Extrait du document:

*-*-*

Le Roi Jean, par son édit du 30 Janvier 1350 ordonna aux Bouchers de ne vendre que des chairs bonnes & loyales, leur défendit de les garder après être tuées plus de deux jours en hiver, & un jour & demi en été, & d’en vendre aucune sursemée. Une ordonnance du Prévôt de Paris du 24e Septembre 1517 défend que la même personne soit Boucher & Tavernier, & aux Taverniers de tuer des bestiaux chez eux, pour en vendre les chairs ; parce que ne les débitant que cuites, il y a beaucoup de défauts que l’on ne pourroit reconnoître. Un arrêt du Parlement de Toulouse du 26 Mars 1525 défend aux Bouchers de vendre des chairs morveuses & infectées. Le Parlement de Paris par un arrêt du 29 Mars 1551, porte que les Bouchers seront tenus de fournir les Boucheries chacun jour de chairs saines, nettes, & non corrompues, dûement visitées, selon les arrêts. Par sentence du Châtelet du 20 Juillet 1559 après avoir oui les Jurés Bouchers, qui dirent qu’il n’étoit pas bon de vendre la chair le même jour qu’elle est tuée, mais le lendemain ; il est fait défense aux Bouchers d’exposer en vente les chairs chaudes, à peine de confiscation & d’amende. Voyez M. de la Marre, Traité de la Police, Liv. IV, Titre V, ch. I, où il y a encore d’autres Sentences & Arrêts.

Chair considerée comme aliment, se dit particulièrement des animaux terrestres & des oiseaux. C’est pour cela qu’on dit qu’on ne mange point de chair en Carême.

Chair blanche ; c’est celle des chapons, des poulardes, des dindons & autres, dont la chair est véritablement blanche. Chair noire, celle des lièvres, des bécasses & autres, dont la chair est toujours brune.

Chair, se dit aussi des poissons. Caro piscium. Le brochet a la chair plus ferme que le barbeau ; les truites saumonées ont la chair rouge.

*-*-*

Jeu de données:
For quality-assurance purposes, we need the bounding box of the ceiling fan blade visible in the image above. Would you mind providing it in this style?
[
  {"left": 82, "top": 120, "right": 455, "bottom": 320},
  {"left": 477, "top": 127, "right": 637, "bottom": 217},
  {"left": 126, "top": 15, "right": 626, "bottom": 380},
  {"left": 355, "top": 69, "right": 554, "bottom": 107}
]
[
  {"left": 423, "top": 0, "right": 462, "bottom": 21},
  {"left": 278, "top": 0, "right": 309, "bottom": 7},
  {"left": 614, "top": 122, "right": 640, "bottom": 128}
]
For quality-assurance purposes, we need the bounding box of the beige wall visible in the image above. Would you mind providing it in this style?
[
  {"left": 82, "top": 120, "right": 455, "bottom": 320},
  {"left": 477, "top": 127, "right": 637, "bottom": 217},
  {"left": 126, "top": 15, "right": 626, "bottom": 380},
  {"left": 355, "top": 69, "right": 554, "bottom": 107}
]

*-*-*

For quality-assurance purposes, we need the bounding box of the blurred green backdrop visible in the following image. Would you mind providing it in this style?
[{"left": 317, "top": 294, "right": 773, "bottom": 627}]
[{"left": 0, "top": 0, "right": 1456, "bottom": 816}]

*-*-*

Questions à traiter:
A) D'après l'extrait sur la chair, combien de temps l'édit du roi Jean permettait-il aux bouchers de garder la viande en été après l'abattage ?
B) Relevez toutes les dates des édits, ordonnances, arrêts et sentences cités dans l'extrait sur la chair.
Le listing est un matériau distinct de l'extrait sur la chair.

Réponses attendues:
A) Un jour et demi.

B)
- 30 janvier 1350
- 24 septembre 1517
- 26 mars 1525
- 29 mars 1551
- 20 juillet 1559